Location annotation dataset excerpts:
------------------------------------------------

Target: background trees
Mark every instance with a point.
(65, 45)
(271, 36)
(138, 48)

------------------------------------------------

* _Written task_: Write out the records again, swapping "background trees" for "distant trees" and leaving everything else unchanged.

* _The output_:
Target: distant trees
Mark every instance with a point.
(65, 45)
(271, 36)
(138, 48)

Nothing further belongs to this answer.